++++ TEXT FOR ANALYSIS ++++

Calibration detector_empirics

Calibration runs exercise each verifier in the Source Network against a seed corpus of claims whose ground truth has been established independently. Precision is the share of positive verdicts that were correct; recall is the share of real positives that were caught. F1 combines the two. A verifier with a missing API key returns unverifiable on every claim and therefore scores n/a in the table below; the row is committed to make the key-missing code path legible, not because it represents the verifier's calibrated reliability. See the calibration hub for the run index and the methodology protocol.

Detector empirics: per-FVS firing rates

Source: `data/adversarial_fixtures//document.md` + `data/worked_examples/.md` (top-level only)

What this measures

Firing rate per FVS detector and per coverage perspective. Genre + voice classification distribution. Absence-cluster dimension incidence. Computed by running `frame_check` over stdio MCP against each document and aggregating the structural fields. Recall and precision are not reported; those require gold-standard labels per document, which is operator-authoring work outside this harness.

Per-FVS firing rate (presence detection)

FVS	Fires in	of N	%
FVS-011	7	13	54
FVS-012	7	13	54
FVS-010	6	13	46
FVS-009	4	13	31

Read this table as: 'FVS-NNN fires as PRESENT in K of N corpus documents.' The complement (`N - K`) is the absence count for the same detector. The methodology paper's claim 'FVS-NNN absent in M of N documents' is `(N - K)` for this row.

++++

> **PROBLEMS TO WORK ON**:
1. Reproduce the passage from the detector empirics page word for word, starting at "Read this table" and ending at "for this row.".
2. On the detector empirics page, what does a verifier with a missing API key return on every claim?

++++ DATASET ENTRIES ++++

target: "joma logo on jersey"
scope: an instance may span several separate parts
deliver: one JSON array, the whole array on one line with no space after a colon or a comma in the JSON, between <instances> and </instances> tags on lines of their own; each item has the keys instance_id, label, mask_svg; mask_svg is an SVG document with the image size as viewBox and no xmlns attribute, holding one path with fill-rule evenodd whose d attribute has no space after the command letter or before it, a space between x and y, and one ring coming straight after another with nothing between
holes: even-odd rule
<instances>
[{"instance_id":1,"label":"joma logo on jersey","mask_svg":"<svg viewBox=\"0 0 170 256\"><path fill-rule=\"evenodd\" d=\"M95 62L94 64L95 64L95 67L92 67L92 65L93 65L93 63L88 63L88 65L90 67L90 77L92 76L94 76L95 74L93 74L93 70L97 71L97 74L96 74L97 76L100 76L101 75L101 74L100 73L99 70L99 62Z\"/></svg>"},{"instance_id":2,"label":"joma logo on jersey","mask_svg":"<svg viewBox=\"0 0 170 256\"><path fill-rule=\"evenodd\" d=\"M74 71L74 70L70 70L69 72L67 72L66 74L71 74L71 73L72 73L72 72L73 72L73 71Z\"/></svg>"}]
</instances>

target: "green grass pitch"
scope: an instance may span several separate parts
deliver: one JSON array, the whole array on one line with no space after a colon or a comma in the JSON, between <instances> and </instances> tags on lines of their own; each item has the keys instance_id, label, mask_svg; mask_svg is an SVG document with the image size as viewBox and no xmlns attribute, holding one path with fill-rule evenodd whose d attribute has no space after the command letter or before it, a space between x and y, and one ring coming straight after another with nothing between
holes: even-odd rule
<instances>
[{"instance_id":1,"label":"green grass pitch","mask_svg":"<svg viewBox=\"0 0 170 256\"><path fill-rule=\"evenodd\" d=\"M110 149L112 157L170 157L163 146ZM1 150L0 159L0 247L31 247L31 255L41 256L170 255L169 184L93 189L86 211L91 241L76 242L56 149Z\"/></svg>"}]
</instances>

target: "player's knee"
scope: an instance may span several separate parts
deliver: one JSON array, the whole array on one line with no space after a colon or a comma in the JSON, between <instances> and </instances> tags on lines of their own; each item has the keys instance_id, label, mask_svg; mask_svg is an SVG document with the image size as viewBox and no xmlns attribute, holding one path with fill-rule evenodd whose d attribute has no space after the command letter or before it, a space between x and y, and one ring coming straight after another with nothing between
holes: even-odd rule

++++

> **ANSWERS BY ITEM**:
1.
Read this table as: 'FVS-NNN fires as PRESENT in K of N corpus documents.' The complement (`N - K`) is the absence count for the same detector. The methodology paper's claim 'FVS-NNN absent in M of N documents' is `(N - K)` for this row.

2. It returns unverifiable on every claim.